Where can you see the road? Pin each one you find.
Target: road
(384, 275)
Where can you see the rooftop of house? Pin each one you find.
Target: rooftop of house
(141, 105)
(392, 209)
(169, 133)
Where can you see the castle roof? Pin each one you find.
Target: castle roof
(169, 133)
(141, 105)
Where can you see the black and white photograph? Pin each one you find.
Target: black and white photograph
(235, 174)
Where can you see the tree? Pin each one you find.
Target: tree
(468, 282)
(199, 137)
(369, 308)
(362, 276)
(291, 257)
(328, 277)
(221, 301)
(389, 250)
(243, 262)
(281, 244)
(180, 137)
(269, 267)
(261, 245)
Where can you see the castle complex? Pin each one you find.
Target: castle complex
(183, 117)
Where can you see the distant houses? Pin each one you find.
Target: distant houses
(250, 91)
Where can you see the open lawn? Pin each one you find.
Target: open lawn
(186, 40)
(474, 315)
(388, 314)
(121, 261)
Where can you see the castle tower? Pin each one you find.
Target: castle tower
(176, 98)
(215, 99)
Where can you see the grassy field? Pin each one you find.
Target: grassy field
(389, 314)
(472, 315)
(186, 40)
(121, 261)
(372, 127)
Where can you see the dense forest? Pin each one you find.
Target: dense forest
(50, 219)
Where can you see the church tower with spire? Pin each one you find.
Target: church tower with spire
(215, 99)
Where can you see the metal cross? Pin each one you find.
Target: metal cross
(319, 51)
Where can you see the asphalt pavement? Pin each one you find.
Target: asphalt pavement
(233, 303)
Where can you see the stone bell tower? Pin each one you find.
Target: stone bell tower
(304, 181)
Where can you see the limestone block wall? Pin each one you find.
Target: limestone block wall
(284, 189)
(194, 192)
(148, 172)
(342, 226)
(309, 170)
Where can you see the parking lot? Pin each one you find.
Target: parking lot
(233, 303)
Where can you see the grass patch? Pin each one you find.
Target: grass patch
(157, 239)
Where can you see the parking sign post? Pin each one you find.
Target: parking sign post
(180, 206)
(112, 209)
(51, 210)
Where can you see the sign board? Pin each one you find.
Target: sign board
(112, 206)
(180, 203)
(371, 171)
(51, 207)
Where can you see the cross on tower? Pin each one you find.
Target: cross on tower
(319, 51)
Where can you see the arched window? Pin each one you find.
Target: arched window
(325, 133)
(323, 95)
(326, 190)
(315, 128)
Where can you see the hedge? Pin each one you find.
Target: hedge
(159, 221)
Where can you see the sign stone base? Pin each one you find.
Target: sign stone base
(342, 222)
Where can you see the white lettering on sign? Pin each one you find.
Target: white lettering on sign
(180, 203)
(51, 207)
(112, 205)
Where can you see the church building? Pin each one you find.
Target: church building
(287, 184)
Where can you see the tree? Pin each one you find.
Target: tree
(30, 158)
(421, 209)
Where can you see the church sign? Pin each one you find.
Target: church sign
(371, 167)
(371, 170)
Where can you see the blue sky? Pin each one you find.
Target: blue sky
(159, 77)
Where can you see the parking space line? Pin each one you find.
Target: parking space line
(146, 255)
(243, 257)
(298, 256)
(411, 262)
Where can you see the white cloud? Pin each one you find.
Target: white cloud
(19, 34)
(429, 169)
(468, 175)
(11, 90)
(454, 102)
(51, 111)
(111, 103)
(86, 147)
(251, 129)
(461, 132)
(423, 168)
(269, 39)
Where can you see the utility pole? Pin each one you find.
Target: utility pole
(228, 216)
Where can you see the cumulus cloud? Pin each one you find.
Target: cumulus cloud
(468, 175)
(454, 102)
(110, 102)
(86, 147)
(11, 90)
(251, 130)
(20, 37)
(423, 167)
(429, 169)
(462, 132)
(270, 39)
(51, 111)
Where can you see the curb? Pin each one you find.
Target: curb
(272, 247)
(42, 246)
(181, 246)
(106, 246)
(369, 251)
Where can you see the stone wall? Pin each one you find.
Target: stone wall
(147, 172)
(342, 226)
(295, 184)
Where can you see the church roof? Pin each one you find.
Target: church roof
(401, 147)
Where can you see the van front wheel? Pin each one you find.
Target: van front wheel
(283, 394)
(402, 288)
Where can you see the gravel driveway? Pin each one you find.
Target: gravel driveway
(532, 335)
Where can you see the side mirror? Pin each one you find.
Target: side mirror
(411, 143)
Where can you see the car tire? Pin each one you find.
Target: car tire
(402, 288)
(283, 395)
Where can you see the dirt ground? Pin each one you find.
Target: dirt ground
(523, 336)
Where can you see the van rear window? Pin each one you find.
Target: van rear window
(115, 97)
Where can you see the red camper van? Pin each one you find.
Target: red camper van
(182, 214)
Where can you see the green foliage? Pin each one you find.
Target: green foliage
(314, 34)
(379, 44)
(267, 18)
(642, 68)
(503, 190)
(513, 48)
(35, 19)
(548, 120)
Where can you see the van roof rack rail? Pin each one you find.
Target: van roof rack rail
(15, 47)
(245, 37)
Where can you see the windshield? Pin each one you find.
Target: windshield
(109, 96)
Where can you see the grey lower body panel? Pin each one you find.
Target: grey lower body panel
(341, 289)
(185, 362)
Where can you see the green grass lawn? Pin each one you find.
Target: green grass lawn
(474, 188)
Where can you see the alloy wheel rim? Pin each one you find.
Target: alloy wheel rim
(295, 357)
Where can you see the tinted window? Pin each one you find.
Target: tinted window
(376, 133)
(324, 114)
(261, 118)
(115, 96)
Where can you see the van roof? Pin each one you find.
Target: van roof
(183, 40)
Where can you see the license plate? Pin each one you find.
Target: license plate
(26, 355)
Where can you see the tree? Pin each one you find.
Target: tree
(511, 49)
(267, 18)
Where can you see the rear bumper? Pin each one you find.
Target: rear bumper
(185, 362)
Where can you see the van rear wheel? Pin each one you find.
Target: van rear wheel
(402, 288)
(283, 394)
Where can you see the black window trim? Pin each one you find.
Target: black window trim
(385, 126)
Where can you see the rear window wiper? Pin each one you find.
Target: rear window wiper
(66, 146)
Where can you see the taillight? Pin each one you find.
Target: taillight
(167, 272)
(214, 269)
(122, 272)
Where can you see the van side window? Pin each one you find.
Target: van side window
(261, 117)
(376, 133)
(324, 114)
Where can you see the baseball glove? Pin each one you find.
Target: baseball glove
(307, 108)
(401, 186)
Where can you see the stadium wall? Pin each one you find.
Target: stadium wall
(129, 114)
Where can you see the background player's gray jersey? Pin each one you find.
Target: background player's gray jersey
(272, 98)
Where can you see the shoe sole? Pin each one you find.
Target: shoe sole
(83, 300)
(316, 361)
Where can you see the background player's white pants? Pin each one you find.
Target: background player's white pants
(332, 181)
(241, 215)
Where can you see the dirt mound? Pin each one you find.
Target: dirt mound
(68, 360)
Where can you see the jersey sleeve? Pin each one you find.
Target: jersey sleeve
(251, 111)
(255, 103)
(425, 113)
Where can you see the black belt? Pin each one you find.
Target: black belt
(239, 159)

***

Reproduce only the lines above spanning from the line containing "Where can you see the van roof rack" through the line containing "Where can you see the alloy", word for word.

Where can you see the van roof rack rail? Pin each one you find.
Target: van roof rack rail
(15, 47)
(245, 37)
Where can you see the windshield? Pin each one you find.
Target: windshield
(109, 96)
Where can you see the grey lower body panel? Pin each one you find.
Target: grey lower body panel
(341, 289)
(185, 362)
Where can you see the green grass lawn? Pin each one you find.
Target: green grass lawn
(474, 188)
Where can you see the alloy wheel rim? Pin each one you find.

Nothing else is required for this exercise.